Problem description:
Your answer must be the full set of entries, repeated exactly.

(Beginning of Listed records)

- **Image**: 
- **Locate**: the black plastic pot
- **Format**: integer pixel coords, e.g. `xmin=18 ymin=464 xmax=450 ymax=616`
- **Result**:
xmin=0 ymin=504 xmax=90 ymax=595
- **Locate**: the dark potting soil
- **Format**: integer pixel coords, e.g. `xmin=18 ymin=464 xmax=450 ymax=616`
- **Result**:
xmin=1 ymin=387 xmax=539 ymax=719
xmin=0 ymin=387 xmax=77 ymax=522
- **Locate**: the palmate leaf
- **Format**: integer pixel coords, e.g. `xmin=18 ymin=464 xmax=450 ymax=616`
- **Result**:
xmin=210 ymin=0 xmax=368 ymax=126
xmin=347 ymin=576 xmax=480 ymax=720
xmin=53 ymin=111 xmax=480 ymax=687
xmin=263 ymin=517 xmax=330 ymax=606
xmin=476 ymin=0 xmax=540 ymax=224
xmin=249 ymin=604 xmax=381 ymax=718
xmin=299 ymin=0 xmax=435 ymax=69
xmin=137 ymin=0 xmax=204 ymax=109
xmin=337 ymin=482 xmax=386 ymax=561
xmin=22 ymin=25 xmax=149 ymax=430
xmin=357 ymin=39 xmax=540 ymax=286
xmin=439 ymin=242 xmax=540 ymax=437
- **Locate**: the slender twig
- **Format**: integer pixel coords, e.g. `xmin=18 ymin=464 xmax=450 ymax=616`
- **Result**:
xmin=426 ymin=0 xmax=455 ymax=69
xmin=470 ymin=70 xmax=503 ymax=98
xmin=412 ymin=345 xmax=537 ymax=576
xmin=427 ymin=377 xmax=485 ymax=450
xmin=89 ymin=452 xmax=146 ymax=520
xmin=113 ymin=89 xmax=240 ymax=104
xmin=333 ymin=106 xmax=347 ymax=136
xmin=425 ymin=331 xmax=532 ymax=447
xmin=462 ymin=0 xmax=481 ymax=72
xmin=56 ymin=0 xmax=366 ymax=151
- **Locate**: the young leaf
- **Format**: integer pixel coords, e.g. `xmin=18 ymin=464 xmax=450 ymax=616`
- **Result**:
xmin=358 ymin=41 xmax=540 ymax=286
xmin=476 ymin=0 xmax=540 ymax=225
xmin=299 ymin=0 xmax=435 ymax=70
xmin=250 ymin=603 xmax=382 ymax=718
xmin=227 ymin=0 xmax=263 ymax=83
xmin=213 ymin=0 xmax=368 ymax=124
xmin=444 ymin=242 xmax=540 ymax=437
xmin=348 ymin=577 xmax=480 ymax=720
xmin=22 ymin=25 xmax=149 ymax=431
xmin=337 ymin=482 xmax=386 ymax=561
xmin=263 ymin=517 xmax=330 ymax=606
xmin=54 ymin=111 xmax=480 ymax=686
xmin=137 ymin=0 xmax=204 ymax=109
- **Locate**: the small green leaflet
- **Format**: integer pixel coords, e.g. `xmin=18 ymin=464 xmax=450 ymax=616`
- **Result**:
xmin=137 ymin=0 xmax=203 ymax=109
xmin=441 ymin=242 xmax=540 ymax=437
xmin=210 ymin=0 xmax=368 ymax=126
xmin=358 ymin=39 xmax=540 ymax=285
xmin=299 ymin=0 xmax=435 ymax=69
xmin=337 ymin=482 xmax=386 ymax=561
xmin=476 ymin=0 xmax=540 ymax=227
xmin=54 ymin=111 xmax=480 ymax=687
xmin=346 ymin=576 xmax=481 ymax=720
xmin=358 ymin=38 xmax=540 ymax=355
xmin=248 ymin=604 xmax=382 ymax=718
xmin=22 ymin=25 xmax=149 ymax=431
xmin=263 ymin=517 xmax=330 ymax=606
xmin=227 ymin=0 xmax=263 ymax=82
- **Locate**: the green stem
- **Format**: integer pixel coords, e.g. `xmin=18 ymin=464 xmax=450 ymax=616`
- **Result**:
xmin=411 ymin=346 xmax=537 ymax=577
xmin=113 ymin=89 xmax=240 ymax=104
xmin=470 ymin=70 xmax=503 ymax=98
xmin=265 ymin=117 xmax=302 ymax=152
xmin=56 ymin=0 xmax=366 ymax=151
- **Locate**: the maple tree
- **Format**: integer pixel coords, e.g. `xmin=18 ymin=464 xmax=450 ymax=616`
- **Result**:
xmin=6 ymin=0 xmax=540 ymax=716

(End of Listed records)

Finished task:
- **Image**: 
- **Locate**: the black plastic pot
- **Format**: integer pixel coords, e.g. `xmin=18 ymin=464 xmax=450 ymax=616`
- **Result**:
xmin=0 ymin=504 xmax=90 ymax=595
- **Locate**: the dark potting soil
- **Format**: integer pixel coords, e.g. `xmin=18 ymin=464 xmax=450 ymax=616`
- **Result**:
xmin=1 ymin=387 xmax=539 ymax=719
xmin=0 ymin=387 xmax=77 ymax=522
- **Locate**: the palmate leaf
- **Format**: integer pixel coords, e.g. `xmin=18 ymin=464 xmax=450 ymax=616`
- **Result**:
xmin=210 ymin=0 xmax=368 ymax=126
xmin=347 ymin=576 xmax=480 ymax=720
xmin=53 ymin=111 xmax=480 ymax=687
xmin=263 ymin=517 xmax=330 ymax=606
xmin=476 ymin=0 xmax=540 ymax=224
xmin=249 ymin=604 xmax=381 ymax=718
xmin=299 ymin=0 xmax=435 ymax=69
xmin=137 ymin=0 xmax=204 ymax=109
xmin=337 ymin=482 xmax=386 ymax=561
xmin=22 ymin=25 xmax=149 ymax=430
xmin=357 ymin=39 xmax=540 ymax=286
xmin=439 ymin=242 xmax=540 ymax=437
- **Locate**: the slender twig
- **Format**: integer pixel coords, e.g. `xmin=18 ymin=464 xmax=450 ymax=616`
- **Result**:
xmin=426 ymin=0 xmax=455 ymax=69
xmin=470 ymin=70 xmax=503 ymax=98
xmin=412 ymin=345 xmax=537 ymax=576
xmin=427 ymin=377 xmax=485 ymax=450
xmin=89 ymin=452 xmax=146 ymax=520
xmin=113 ymin=89 xmax=240 ymax=104
xmin=333 ymin=106 xmax=347 ymax=136
xmin=425 ymin=331 xmax=532 ymax=447
xmin=462 ymin=0 xmax=481 ymax=72
xmin=56 ymin=0 xmax=366 ymax=151
- **Locate**: the young leaf
- **Format**: integer pixel coords, e.g. `xmin=18 ymin=464 xmax=450 ymax=616`
- **Result**:
xmin=358 ymin=41 xmax=540 ymax=286
xmin=476 ymin=0 xmax=540 ymax=225
xmin=299 ymin=0 xmax=435 ymax=70
xmin=250 ymin=603 xmax=382 ymax=718
xmin=227 ymin=0 xmax=263 ymax=83
xmin=213 ymin=0 xmax=368 ymax=124
xmin=444 ymin=242 xmax=540 ymax=437
xmin=348 ymin=577 xmax=480 ymax=720
xmin=22 ymin=25 xmax=149 ymax=431
xmin=337 ymin=482 xmax=386 ymax=561
xmin=263 ymin=517 xmax=330 ymax=606
xmin=54 ymin=111 xmax=480 ymax=686
xmin=137 ymin=0 xmax=204 ymax=109
- **Locate**: the small green leaflet
- **Format**: integer pixel coords, e.g. `xmin=18 ymin=464 xmax=450 ymax=616`
- **Result**:
xmin=137 ymin=0 xmax=203 ymax=109
xmin=441 ymin=242 xmax=540 ymax=437
xmin=210 ymin=0 xmax=368 ymax=126
xmin=358 ymin=39 xmax=540 ymax=285
xmin=299 ymin=0 xmax=435 ymax=69
xmin=337 ymin=482 xmax=386 ymax=561
xmin=476 ymin=0 xmax=540 ymax=227
xmin=54 ymin=111 xmax=480 ymax=687
xmin=346 ymin=576 xmax=481 ymax=720
xmin=358 ymin=38 xmax=540 ymax=355
xmin=248 ymin=604 xmax=382 ymax=718
xmin=22 ymin=25 xmax=149 ymax=431
xmin=263 ymin=517 xmax=330 ymax=606
xmin=227 ymin=0 xmax=263 ymax=82
- **Locate**: the green stem
- **Format**: integer pixel coords, e.g. `xmin=18 ymin=464 xmax=450 ymax=616`
- **Result**:
xmin=411 ymin=346 xmax=537 ymax=577
xmin=113 ymin=89 xmax=240 ymax=104
xmin=470 ymin=70 xmax=503 ymax=98
xmin=265 ymin=117 xmax=302 ymax=152
xmin=56 ymin=0 xmax=366 ymax=151
- **Locate**: the maple tree
- **Format**: integer pixel coords, e.g. `xmin=18 ymin=464 xmax=450 ymax=616`
- **Result**:
xmin=6 ymin=0 xmax=540 ymax=716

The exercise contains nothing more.